# START OF Provided records
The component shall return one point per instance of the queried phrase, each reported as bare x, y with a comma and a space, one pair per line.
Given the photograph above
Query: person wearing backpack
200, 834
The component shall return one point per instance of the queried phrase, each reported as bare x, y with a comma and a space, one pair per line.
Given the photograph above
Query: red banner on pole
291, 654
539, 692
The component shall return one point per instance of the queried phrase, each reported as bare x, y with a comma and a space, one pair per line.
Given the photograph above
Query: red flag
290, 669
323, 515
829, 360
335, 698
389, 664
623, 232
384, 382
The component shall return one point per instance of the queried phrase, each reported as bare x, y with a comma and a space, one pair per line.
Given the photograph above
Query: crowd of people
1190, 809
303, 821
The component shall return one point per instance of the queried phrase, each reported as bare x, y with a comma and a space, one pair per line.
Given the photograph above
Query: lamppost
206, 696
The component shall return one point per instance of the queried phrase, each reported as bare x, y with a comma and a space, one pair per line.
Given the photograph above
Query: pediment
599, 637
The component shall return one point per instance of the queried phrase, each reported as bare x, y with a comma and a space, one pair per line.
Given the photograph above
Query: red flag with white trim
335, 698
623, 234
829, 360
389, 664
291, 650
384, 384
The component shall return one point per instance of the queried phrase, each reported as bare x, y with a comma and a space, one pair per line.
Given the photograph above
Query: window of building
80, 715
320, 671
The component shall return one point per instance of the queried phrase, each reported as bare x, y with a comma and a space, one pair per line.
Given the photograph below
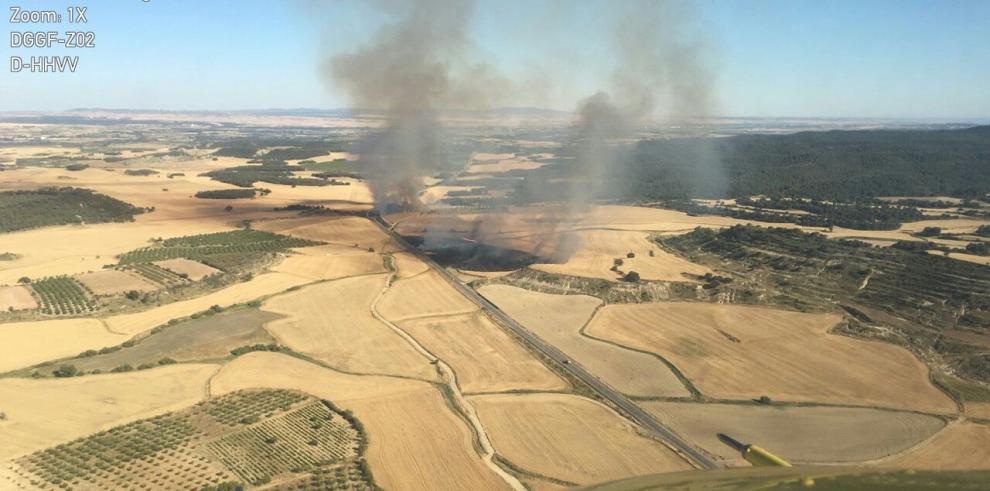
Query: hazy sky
769, 58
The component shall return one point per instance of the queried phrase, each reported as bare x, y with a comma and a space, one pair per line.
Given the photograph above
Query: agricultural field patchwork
115, 282
209, 337
745, 352
187, 268
797, 433
16, 298
253, 437
559, 319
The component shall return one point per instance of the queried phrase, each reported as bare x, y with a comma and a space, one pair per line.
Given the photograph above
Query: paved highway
637, 414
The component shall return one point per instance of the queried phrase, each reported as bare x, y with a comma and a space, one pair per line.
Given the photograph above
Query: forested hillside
829, 165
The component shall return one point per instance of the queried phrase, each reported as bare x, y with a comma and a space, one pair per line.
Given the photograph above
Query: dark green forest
21, 210
823, 165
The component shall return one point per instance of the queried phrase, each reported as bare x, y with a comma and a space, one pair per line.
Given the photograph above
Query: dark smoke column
411, 68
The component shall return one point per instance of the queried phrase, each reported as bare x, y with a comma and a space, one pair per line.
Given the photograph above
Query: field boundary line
487, 450
681, 377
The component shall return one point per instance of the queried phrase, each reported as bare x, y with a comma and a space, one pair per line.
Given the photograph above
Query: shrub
66, 371
978, 248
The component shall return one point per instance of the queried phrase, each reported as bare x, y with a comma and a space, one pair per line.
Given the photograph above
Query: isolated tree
66, 371
632, 277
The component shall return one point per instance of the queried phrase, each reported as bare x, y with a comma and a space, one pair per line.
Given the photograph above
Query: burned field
249, 437
470, 254
902, 296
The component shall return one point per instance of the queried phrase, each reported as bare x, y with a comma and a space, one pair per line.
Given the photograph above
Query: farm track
488, 452
634, 412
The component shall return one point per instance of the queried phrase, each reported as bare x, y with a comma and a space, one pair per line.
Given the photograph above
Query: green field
62, 295
20, 210
280, 434
205, 338
158, 274
800, 478
228, 251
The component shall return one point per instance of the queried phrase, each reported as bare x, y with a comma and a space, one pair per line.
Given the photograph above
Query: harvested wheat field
209, 337
415, 441
115, 282
23, 344
798, 434
596, 250
75, 249
16, 298
741, 352
978, 410
961, 445
407, 265
558, 319
355, 192
42, 413
483, 356
194, 270
332, 322
348, 231
425, 295
259, 286
331, 264
570, 438
985, 260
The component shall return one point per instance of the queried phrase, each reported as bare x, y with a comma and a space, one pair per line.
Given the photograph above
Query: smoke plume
661, 72
412, 68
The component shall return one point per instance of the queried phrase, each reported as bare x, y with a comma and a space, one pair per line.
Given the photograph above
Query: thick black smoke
411, 69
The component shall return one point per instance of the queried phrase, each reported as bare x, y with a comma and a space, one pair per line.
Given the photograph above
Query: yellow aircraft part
761, 458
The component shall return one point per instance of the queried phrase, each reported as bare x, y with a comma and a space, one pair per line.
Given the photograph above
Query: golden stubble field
43, 413
114, 282
423, 295
330, 262
961, 446
742, 352
558, 319
332, 322
570, 438
346, 231
415, 441
195, 270
798, 434
16, 297
24, 344
595, 251
484, 357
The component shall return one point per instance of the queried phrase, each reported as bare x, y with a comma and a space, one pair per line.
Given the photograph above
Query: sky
768, 58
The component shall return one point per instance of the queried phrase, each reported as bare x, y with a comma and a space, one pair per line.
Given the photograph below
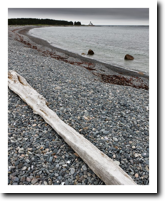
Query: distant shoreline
44, 43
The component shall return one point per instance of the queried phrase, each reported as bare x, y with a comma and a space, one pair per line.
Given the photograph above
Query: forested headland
35, 21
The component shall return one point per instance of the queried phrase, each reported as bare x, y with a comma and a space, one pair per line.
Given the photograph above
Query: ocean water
109, 43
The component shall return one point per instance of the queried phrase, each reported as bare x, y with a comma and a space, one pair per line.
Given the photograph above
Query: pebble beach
115, 118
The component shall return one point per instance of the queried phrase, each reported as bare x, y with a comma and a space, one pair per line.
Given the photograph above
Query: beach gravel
114, 118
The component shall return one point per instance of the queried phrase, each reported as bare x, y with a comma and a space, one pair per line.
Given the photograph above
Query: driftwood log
101, 164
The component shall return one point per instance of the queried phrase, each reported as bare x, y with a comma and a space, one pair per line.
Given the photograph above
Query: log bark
101, 164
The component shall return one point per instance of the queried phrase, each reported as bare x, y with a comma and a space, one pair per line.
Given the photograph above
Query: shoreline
114, 118
115, 69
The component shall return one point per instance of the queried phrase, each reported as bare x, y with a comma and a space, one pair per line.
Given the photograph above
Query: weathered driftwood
101, 164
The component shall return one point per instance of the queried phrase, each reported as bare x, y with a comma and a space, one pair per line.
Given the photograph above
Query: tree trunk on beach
101, 164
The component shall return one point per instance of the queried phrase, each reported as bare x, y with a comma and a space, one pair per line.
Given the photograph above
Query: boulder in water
129, 57
90, 52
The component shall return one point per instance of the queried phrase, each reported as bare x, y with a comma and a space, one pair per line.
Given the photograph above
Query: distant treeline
34, 21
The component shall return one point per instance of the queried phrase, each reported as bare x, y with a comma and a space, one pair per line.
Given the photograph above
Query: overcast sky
98, 16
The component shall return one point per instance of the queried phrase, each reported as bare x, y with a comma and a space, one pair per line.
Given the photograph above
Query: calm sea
110, 43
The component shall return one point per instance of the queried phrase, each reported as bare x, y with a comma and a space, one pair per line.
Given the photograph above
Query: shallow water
# END OF Provided records
• [Set exercise]:
Each entry gets copied exactly; the pictures stay out.

• [Solution to this exercise]:
The component shall return one point per instance of the queried phrase, each reported as bare x, y with a comma and a space, one pair per line.
Given the photograph above
Query: person wearing backpack
200, 834
The component shall return one point per instance of the queried phrase, each reported as bare x, y with a comma and a space, one pair per line.
Given the photograph above
Query: red banner on pole
291, 654
539, 692
The component shall return one point per instance of the queried phrase, each reported as bare x, y with a comma and a space, one pair per line.
Given the photograph above
Query: red flag
290, 669
323, 515
829, 360
335, 698
389, 664
623, 232
384, 382
The component shall return one point per instance of the queried phrase, each reported as bare x, y with a comma and a space, one pair per line.
Given the photograph above
Query: crowd of people
1190, 809
303, 821
The component shall return one point per instance of the queried phrase, each reported as bare x, y with a comma and a space, one pair per line.
Given the photograph above
Query: lamppost
206, 696
The component shall return one point per instance of the queried phrase, each reported as bare x, y with a comma and a space, one pair per line.
Given the photograph above
Query: pediment
599, 637
The component shall return one point per instance of the queried phrase, each reported as bare x, y with a comma and a space, one pair per line.
Given the photograph above
Query: red flag with white trim
335, 698
623, 234
829, 360
389, 664
291, 650
384, 384
The component shall return one point per instance of the queried phrase, each reported as bare x, y with a comma and a space, one pair per line.
Given the photograph above
Query: window of building
80, 715
320, 671
The component shall return one point per instance of the queried phrase, each reported as bare x, y with a comma and a space, one pair per line.
Given the photograph below
Query: hazy sky
769, 58
The component shall return one point per instance of the queried phrase, each reported as bare x, y with a comma and a space, one pair per line.
Given the photograph above
Query: agricultural field patchwork
115, 282
209, 337
745, 352
187, 268
797, 433
16, 298
253, 437
559, 319
The component shall return one point per instance of the queried phrase, each reported as bare x, y with a comma and a space, one pair per line.
Given the photograph above
Query: paved highway
637, 414
The component shall return one point per instance of the queried phrase, each reported as bare x, y with a comma and a space, one pair per line.
Given the photograph above
Query: forested hillside
829, 165
The component shall return one point per instance of the queried phrase, each reported as bare x, y with a comma and a space, one pair per line.
Given the photograph above
Query: dark green forest
21, 210
823, 165
The component shall return one point per instance of the queried phrase, each reported as bare x, y with a comma and a space, one pair per line.
Given the photograph above
Query: dark smoke column
411, 68
The component shall return one point per instance of the queried phrase, each reported as bare x, y with a comma and a space, one pair per line.
Given the photograph above
Query: field boundary line
487, 450
681, 377
The component shall return one point per instance of the queried phrase, each reported as bare x, y with a comma and a space, one pair per line.
Given the photograph above
Query: shrub
66, 371
978, 248
The component shall return one point per instance of the queried phrase, each reported as bare x, y with a comma and a space, one pair per line.
Given the photograph above
Query: isolated tree
66, 371
632, 277
The component shall return one point per instance of the queried phrase, each reported as bare x, y with a comma and a space, one pair per line.
Given the photograph above
Query: burned field
249, 437
470, 254
902, 296
The component shall return one point per instance of the queried phrase, each reported as bare x, y with a comma and a space, one pair per line.
Given the photograph above
Query: farm track
488, 452
634, 412
The component shall return one point per instance of the queried phrase, each reported as bare x, y with a comma and a space, one pair per line.
Given the photograph above
Query: green field
62, 295
20, 210
280, 434
205, 338
158, 274
800, 478
228, 251
The component shall return one point per instance of the queried phrase, each reported as bare x, y with a comma and a space, one pair per line.
Given the photograph above
Query: harvested wheat field
209, 337
415, 441
115, 282
23, 344
798, 434
596, 250
75, 249
16, 298
741, 352
978, 410
961, 445
407, 265
558, 319
355, 192
42, 413
483, 356
194, 270
332, 322
348, 231
425, 295
259, 286
331, 264
570, 438
985, 260
The component shall return one point per instance of the queried phrase, each reported as bare x, y with a comma and a space, one pair per line.
Given the photograph above
Query: smoke plume
661, 72
412, 68
The component shall return one point per instance of the queried phrase, each reported as bare x, y with a comma and a space, one pair per line.
Given the photograph above
Query: thick black smoke
411, 69
The component shall return one point per instance of the queried phrase, each reported as bare x, y with a comma and a space, one pair per line.
Given the photograph above
Query: yellow aircraft part
761, 458
The component shall return one point per instance of the queried phrase, each reported as bare x, y with a comma and a space, one pair per line.
Given the photograph above
Query: golden stubble field
43, 413
114, 282
423, 295
330, 262
961, 446
742, 352
558, 319
332, 322
570, 438
346, 231
415, 441
195, 270
798, 434
16, 297
24, 344
595, 251
484, 357
The component shall return one point per instance of the queried phrase, each reported as bare x, y with a comma and a space, one pair per line.
Given the photograph above
Query: sky
768, 58
The component shall return one point per instance of the queried phrase, each reported as bare x, y with a comma and a space, one pair per line.
Given the photograph below
Query: distant shoreline
44, 43
The component shall return one point per instance of the queried phrase, each reported as bare x, y with a comma and a space, one pair per line.
Given the photograph above
Query: forested headland
35, 21
The component shall return one point per instance of the queried phrase, each reported as bare x, y with a comma and a space, one pair per line.
Given the photograph above
Query: ocean water
109, 43
The component shall return one point per instance of the queried phrase, each reported as bare x, y with a comma and a space, one pair per line.
Given the photograph above
Query: pebble beach
115, 118
The component shall return one point per instance of the queried phrase, each reported as bare x, y with a comma and a space, one pair per line.
Given the photograph above
Query: beach gravel
114, 118
The component shall return one point per instance of the queried phrase, each reported as bare x, y with a comma and a space, one pair per line.
Given the photograph above
Query: driftwood log
101, 164
The component shall return one point per instance of the queried phrase, each reported as bare x, y with a comma and a space, one pair per line.
Given the photograph above
Query: log bark
101, 164
The component shall return one point per instance of the queried phrase, each reported as bare x, y with a comma and a space, one pair per line.
Given the photograph above
Query: shoreline
114, 118
115, 69
The component shall return one point per instance of the queried phrase, each reported as bare x, y with a comma and a space, one pair per line.
Given the photograph above
Query: weathered driftwood
101, 164
The component shall return one point per instance of the queried phrase, each reported as bare x, y with a comma and a space, one pair per line.
Given the photograph above
Query: tree trunk on beach
101, 164
The component shall return one point per instance of the queried phrase, each reported as bare x, y with a comma and a space, one pair per line.
Given the photograph above
Query: boulder in water
129, 57
90, 52
The component shall return one point per instance of the queried phrase, each reported as bare x, y with a comma and a space, one pair per line.
Given the photograph above
Query: distant treeline
34, 21
The component shall return one point per instance of the queried phrase, each reported as bare x, y with a comma and a space, one pair per line.
Given the photograph above
Query: overcast sky
98, 16
The component shall return one point per instance of the queried phrase, each reported as bare x, y with a comma and a space, one pair per line.
Given the photograph above
Query: calm sea
110, 43
The component shall return one point per instance of the queried phrase, each reported as bare x, y with a comma and a space, one pair per line.
Given the photograph above
Query: shallow water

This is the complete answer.